◆ Tasks for this exercise:
1. List the section headings that appear in the passage on clinical trial safeguards.
2. In the passage on clinical trial safeguards, which bodies review a trial before it can begin?
3. Pick up the passage on clinical trial safeguards after its final sentence and keep writing.

◆ Source text:
The informed consent process goes beyond simply obtaining a signature on a form. It involves open and honest communication between the trial investigators and the participants, ensuring that individuals fully comprehend the nature of their involvement and the potential implications.

Participants have the right to ask questions, request further information, and take time to consider their decision without any pressure.

Ethical review

Before a clinical trial can begin, it must undergo rigorous ethical and scientific review by Institutional Review Boards (IRBs) or ethics committees. These committees thoroughly evaluate the trial's design, potential risks, and benefits to ensure participant welfare.

Safety monitoring

Researchers must follow strict regulatory guidelines and protocols to protect participant safety throughout the trial. Regular monitoring and oversight by trained healthcare professionals are conducted to promptly detect and address any adverse events or side effects.

Regulatory oversight

Regulatory oversight plays a vital role in ensuring the safety and ethical conduct of clinical trials. Regulatory agencies, such as the Food and Drug Administration (FDA), have established strict guidelines and regulations that must be followed by researchers, sponsors, and clinical trial investigators.

(Items listed in a dataset)

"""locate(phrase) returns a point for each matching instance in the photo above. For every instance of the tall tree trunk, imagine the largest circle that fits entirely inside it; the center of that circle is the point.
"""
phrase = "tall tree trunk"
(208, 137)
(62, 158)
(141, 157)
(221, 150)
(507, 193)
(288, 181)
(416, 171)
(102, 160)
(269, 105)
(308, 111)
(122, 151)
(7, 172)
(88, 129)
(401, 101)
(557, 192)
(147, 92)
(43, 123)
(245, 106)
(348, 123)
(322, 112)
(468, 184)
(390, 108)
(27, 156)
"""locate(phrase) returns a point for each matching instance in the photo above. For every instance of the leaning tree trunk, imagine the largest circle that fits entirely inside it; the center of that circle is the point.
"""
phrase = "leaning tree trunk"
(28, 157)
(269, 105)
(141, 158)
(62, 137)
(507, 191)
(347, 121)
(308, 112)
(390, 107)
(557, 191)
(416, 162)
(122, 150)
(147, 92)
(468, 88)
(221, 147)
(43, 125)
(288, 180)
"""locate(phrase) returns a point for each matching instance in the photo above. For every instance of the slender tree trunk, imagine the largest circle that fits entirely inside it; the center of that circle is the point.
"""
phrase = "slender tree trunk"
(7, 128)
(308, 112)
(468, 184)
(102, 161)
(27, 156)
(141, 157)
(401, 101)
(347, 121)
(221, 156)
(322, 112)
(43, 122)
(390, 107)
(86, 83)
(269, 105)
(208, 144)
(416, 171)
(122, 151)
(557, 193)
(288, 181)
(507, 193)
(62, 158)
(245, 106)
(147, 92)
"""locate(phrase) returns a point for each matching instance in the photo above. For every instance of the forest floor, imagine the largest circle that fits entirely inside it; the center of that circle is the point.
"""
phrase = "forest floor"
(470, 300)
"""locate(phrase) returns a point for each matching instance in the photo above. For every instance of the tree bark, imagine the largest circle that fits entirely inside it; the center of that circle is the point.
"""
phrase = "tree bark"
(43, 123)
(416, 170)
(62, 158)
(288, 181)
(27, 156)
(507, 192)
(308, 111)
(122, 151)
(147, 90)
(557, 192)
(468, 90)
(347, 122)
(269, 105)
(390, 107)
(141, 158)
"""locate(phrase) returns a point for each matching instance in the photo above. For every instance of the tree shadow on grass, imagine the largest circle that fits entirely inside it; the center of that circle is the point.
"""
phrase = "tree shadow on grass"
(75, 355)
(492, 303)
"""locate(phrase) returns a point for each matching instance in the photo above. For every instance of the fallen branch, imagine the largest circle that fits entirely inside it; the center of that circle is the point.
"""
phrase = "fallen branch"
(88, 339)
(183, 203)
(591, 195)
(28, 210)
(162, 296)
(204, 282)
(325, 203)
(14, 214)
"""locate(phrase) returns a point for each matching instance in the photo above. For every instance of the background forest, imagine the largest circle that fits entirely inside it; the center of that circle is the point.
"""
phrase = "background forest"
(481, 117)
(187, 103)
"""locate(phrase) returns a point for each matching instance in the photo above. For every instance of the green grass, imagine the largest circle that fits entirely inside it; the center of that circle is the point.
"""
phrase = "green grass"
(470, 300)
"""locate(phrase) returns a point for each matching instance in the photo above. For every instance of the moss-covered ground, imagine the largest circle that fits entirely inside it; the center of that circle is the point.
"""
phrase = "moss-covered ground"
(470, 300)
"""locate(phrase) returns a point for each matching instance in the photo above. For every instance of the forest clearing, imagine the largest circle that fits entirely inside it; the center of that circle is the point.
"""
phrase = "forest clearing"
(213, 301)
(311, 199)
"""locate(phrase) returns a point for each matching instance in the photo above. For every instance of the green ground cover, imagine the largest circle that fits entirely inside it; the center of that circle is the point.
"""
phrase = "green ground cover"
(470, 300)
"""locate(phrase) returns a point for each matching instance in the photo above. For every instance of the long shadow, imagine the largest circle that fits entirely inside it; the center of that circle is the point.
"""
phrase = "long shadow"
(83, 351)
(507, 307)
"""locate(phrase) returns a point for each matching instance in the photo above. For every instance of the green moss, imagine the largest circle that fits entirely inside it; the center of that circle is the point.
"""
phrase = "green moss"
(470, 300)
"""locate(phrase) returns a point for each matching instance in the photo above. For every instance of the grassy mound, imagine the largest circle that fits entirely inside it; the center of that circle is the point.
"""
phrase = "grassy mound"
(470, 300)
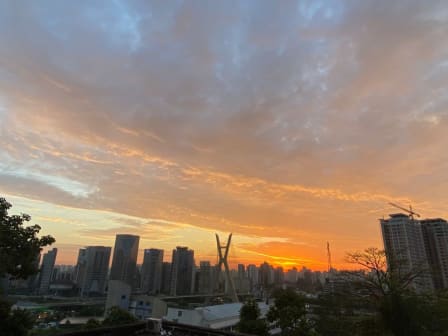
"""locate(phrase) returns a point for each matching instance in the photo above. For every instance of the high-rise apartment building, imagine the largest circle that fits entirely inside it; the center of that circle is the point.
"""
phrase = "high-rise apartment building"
(151, 274)
(405, 249)
(166, 278)
(91, 270)
(241, 271)
(46, 270)
(252, 273)
(124, 260)
(435, 235)
(182, 271)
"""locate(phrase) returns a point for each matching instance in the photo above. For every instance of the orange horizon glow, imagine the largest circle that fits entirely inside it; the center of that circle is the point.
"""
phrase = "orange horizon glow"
(290, 126)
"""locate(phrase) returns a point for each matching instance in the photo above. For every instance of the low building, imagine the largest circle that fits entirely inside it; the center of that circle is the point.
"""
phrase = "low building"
(145, 306)
(224, 316)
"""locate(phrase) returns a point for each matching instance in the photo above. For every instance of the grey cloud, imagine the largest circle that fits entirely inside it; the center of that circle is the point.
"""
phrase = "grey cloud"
(334, 95)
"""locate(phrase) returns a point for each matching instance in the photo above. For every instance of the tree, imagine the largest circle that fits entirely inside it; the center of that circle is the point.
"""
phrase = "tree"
(117, 316)
(250, 321)
(402, 312)
(19, 250)
(19, 245)
(288, 313)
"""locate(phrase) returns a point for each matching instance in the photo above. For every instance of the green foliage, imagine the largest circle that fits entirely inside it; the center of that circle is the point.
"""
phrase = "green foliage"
(14, 323)
(250, 322)
(118, 316)
(19, 250)
(288, 313)
(379, 301)
(19, 245)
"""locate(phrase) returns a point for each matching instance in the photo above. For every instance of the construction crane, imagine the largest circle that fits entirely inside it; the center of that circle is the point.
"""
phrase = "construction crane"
(409, 211)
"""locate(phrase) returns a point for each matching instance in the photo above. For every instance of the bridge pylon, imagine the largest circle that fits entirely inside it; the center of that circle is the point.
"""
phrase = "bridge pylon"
(223, 261)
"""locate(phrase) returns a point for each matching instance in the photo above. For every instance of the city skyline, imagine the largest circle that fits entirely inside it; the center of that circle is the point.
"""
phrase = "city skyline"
(288, 126)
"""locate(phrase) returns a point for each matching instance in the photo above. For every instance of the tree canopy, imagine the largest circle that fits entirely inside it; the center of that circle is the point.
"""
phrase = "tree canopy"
(19, 251)
(250, 321)
(19, 245)
(288, 313)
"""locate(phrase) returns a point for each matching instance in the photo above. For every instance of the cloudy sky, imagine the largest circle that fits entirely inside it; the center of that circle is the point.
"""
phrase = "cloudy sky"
(289, 124)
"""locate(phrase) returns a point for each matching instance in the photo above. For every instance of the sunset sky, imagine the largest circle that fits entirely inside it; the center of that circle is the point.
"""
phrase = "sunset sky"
(288, 123)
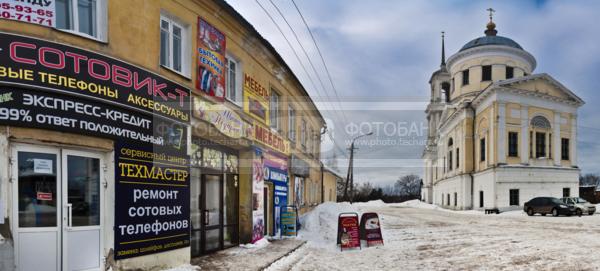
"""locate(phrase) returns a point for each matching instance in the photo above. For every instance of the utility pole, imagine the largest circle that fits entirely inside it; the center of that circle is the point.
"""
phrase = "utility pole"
(350, 174)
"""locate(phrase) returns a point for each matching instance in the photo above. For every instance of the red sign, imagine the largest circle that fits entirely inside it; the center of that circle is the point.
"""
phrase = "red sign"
(44, 196)
(370, 229)
(348, 231)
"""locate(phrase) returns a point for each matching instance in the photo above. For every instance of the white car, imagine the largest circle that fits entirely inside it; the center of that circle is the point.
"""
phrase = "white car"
(581, 206)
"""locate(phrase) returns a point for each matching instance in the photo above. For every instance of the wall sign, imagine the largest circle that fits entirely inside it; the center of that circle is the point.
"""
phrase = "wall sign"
(56, 87)
(38, 63)
(348, 231)
(211, 60)
(370, 229)
(35, 12)
(256, 99)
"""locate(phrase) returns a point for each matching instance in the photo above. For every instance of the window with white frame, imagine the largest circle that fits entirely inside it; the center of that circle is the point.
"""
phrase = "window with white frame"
(85, 17)
(291, 123)
(174, 40)
(234, 80)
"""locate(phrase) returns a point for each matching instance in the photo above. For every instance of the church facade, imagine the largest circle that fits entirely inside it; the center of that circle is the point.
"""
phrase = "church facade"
(499, 134)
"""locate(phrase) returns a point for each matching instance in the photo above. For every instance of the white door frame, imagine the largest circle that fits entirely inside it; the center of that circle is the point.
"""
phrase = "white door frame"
(61, 192)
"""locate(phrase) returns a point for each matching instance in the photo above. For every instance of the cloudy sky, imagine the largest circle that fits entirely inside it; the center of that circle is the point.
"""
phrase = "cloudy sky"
(381, 55)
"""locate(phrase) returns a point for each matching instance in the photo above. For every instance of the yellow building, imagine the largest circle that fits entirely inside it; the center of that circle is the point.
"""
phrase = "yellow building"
(499, 134)
(138, 134)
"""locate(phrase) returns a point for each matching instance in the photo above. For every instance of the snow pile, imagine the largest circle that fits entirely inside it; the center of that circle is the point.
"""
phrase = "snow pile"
(320, 225)
(258, 244)
(185, 267)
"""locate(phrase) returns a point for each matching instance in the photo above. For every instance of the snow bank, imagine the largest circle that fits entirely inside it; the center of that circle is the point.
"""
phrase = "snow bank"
(319, 226)
(258, 244)
(185, 267)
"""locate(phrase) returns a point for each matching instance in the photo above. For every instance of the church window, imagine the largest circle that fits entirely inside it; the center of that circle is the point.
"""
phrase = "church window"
(540, 145)
(510, 72)
(564, 147)
(482, 150)
(486, 73)
(513, 144)
(514, 197)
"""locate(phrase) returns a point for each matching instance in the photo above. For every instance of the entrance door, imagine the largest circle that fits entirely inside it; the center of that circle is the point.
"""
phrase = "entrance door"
(211, 215)
(58, 215)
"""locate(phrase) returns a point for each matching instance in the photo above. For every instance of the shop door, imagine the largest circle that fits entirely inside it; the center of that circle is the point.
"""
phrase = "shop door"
(211, 212)
(58, 215)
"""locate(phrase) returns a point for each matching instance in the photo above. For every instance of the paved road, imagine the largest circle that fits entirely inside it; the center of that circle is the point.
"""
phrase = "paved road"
(424, 239)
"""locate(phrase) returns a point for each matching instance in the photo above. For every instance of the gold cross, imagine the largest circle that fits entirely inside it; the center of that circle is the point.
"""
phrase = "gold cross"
(491, 10)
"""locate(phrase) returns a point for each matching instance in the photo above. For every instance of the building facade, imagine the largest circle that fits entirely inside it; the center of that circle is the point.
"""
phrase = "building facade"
(139, 134)
(499, 134)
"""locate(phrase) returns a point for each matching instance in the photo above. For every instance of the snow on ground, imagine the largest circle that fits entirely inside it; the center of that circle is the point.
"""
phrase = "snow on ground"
(420, 236)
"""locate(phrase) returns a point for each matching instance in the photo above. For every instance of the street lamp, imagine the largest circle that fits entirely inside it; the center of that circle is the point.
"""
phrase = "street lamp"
(350, 175)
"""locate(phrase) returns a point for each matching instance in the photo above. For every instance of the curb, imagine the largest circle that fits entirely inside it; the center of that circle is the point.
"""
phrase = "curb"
(283, 256)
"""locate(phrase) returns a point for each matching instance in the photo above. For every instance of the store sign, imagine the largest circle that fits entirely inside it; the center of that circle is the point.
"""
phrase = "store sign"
(224, 119)
(258, 184)
(40, 12)
(370, 229)
(60, 68)
(271, 139)
(211, 60)
(348, 231)
(256, 99)
(60, 88)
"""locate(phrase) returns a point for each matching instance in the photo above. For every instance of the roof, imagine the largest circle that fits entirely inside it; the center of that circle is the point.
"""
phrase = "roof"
(229, 9)
(491, 40)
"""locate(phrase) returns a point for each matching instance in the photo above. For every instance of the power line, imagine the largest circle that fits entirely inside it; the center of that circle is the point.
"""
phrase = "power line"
(322, 58)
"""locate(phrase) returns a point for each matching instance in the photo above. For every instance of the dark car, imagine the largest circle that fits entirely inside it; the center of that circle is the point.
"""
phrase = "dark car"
(547, 205)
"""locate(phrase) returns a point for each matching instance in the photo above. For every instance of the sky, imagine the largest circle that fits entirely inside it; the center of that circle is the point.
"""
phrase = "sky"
(381, 54)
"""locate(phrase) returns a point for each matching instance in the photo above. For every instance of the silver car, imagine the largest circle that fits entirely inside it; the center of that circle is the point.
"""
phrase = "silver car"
(581, 206)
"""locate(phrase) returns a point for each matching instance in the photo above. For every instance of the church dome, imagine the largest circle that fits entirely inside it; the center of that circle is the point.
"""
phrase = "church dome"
(491, 40)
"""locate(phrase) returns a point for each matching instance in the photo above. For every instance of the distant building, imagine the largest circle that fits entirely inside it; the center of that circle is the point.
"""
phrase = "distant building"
(499, 134)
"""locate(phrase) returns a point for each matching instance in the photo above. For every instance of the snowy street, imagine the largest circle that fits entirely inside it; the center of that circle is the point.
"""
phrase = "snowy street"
(424, 237)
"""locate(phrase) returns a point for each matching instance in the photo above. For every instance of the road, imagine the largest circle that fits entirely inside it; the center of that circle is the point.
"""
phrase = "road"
(426, 239)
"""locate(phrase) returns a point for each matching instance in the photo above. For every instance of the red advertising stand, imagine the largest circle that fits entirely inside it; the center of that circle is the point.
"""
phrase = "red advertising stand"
(370, 229)
(348, 231)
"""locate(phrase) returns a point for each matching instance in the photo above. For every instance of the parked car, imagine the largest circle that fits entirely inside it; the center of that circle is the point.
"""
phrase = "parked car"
(547, 205)
(581, 206)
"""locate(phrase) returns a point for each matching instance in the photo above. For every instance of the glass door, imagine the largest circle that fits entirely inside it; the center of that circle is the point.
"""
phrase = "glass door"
(38, 209)
(211, 215)
(82, 238)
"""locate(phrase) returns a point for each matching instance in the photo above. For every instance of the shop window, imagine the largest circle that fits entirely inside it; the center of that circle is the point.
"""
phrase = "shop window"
(233, 90)
(513, 144)
(274, 110)
(564, 147)
(174, 40)
(291, 124)
(513, 197)
(486, 73)
(82, 17)
(510, 72)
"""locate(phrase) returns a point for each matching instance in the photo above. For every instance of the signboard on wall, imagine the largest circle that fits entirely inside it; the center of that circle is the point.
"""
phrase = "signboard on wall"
(211, 60)
(56, 87)
(35, 12)
(256, 99)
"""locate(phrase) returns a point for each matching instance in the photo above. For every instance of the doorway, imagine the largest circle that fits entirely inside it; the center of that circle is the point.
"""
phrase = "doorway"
(58, 214)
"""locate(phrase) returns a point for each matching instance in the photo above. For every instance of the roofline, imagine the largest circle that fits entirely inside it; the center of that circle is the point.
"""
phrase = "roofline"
(236, 15)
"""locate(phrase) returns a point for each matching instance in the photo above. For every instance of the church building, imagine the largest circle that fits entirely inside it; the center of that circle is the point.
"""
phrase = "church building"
(499, 133)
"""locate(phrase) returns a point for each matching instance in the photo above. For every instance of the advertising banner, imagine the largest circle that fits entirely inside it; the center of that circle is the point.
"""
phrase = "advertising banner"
(52, 66)
(211, 60)
(276, 171)
(256, 99)
(370, 229)
(258, 184)
(60, 88)
(348, 231)
(35, 12)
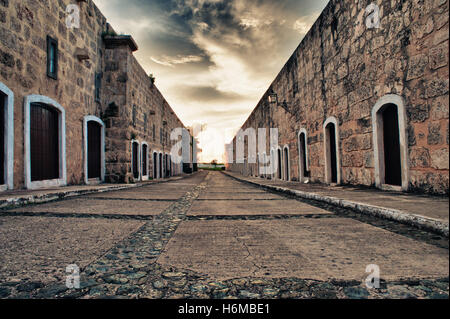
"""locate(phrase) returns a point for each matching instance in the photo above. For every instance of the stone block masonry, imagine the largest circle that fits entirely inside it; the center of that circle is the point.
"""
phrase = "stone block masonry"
(381, 92)
(96, 77)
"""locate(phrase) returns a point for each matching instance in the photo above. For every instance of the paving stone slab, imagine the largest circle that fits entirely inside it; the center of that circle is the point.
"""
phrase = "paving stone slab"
(38, 249)
(239, 196)
(337, 248)
(95, 206)
(169, 195)
(252, 207)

◆ Answers for this exercise:
1.
Ethical review
Safety monitoring
Regulatory oversight

2. Institutional Review Boards (IRBs) or ethics committees.

3.
These regulations cover various aspects of the trial, including study design, participant recruitment, informed consent, data collection and analysis, and adverse event reporting.

Independent oversight

Independent oversight in clinical trials serves as an additional layer of protection to ensure the integrity, safety, and ethical conduct of the study.

Independent oversight bodies, such as IRBs, ethics committees or DSMBs, which operate independently from the trial investigators and sponsors, serve as external entities responsible for reviewing and monitoring the ethical aspects of the trial.

These independent bodies consist of diverse members, including medical professionals, scientists, ethicists, and representatives from the community. Their primary responsibility is to monitor participant safety throughout the trial by regularly reviewing safety data and trial progress.

Adverse event reporting

Adverse event reporting is a vital aspect of clinical trials that ensures the timely identification and assessment of any unexpected or undesirable events that occur during the trial. These events can include adverse reactions to the investigational treatment, worsening of symptoms, or any other unexpected medical occurrences.

The adverse event reporting process allows for comprehensive safety monitoring, enabling the early detection of potential risks and the implementation of appropriate measures to protect the well-being of participants.

How do I enroll in a clinical trial?

Enrolling in a clinical trial involves a step-by-step process to ensure that you are eligible and well-informed before participating.

To begin, you can search for clinical trials that align with your specific condition or area of interest. Online databases, clinical trial registries, or healthcare providers can provide information on ongoing trials.

Once you find a trial that seems suitable, you can reach out to the study team or contact person listed in the trial description. They will guide you through the enrollment process, provide additional details about the trial, and answer any questions you may have.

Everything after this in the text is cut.